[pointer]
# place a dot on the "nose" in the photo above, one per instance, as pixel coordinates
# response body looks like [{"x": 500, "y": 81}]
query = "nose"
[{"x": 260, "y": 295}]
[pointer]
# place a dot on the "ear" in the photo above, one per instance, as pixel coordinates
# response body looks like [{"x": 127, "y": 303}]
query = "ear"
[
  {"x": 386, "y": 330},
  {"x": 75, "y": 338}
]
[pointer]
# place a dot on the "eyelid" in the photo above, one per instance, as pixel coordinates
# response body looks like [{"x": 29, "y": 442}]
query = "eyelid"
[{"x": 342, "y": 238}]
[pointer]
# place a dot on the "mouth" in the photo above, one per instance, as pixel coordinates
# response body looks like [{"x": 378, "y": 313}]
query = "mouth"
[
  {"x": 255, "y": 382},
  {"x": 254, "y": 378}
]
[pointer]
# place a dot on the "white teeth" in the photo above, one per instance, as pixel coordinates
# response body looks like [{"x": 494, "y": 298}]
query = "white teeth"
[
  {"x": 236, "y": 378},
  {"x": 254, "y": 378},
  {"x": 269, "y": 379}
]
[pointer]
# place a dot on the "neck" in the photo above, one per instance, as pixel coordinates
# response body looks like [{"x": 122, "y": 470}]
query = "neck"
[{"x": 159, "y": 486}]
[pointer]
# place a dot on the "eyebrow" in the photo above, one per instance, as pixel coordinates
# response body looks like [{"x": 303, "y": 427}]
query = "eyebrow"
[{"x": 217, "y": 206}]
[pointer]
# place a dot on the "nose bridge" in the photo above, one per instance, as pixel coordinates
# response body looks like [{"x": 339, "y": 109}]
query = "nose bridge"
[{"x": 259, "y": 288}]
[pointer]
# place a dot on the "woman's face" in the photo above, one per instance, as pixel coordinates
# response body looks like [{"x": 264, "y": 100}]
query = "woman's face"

________________________________________

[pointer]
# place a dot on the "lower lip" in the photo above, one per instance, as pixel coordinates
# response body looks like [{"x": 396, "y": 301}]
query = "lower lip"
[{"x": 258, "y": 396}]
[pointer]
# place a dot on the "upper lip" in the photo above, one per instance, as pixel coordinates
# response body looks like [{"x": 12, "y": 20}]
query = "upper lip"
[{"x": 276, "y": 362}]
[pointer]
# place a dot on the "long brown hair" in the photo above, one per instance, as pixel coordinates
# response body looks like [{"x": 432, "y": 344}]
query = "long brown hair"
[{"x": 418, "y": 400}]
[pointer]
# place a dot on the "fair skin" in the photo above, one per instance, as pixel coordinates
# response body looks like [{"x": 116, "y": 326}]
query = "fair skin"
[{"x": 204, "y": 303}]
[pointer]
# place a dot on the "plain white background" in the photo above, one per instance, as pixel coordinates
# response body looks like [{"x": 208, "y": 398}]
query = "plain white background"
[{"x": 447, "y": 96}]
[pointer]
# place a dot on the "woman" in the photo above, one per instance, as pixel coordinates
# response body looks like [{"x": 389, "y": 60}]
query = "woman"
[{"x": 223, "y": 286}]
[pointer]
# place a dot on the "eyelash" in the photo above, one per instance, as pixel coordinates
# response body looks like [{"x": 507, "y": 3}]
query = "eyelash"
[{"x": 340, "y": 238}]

________________________________________

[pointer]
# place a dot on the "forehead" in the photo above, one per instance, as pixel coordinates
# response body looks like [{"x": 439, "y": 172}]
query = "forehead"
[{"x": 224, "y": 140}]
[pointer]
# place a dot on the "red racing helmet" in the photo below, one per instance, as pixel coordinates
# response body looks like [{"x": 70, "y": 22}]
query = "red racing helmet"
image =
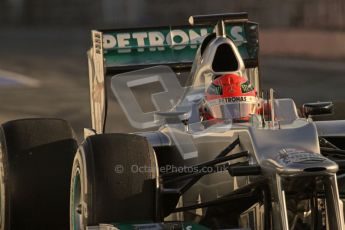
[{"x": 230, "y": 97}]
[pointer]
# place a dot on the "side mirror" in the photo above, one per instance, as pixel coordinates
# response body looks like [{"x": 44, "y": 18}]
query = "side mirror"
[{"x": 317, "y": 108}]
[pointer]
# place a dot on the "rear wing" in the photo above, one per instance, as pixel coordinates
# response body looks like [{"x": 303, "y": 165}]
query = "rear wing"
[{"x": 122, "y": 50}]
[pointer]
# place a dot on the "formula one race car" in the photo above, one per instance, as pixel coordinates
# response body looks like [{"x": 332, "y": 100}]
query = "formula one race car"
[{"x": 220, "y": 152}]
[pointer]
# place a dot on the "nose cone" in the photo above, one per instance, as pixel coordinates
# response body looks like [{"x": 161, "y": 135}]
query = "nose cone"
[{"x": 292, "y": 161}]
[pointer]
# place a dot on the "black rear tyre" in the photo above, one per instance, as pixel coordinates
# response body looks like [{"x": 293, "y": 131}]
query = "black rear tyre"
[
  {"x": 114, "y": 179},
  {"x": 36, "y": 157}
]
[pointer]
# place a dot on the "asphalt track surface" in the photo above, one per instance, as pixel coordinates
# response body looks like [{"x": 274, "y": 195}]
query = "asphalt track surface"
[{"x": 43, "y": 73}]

________________________________________

> WHAT TO PRODUCE:
For the string "helmet", count the lines of the preceding listing in which it appears, and report the count alone.

> COMPLETED TASK:
2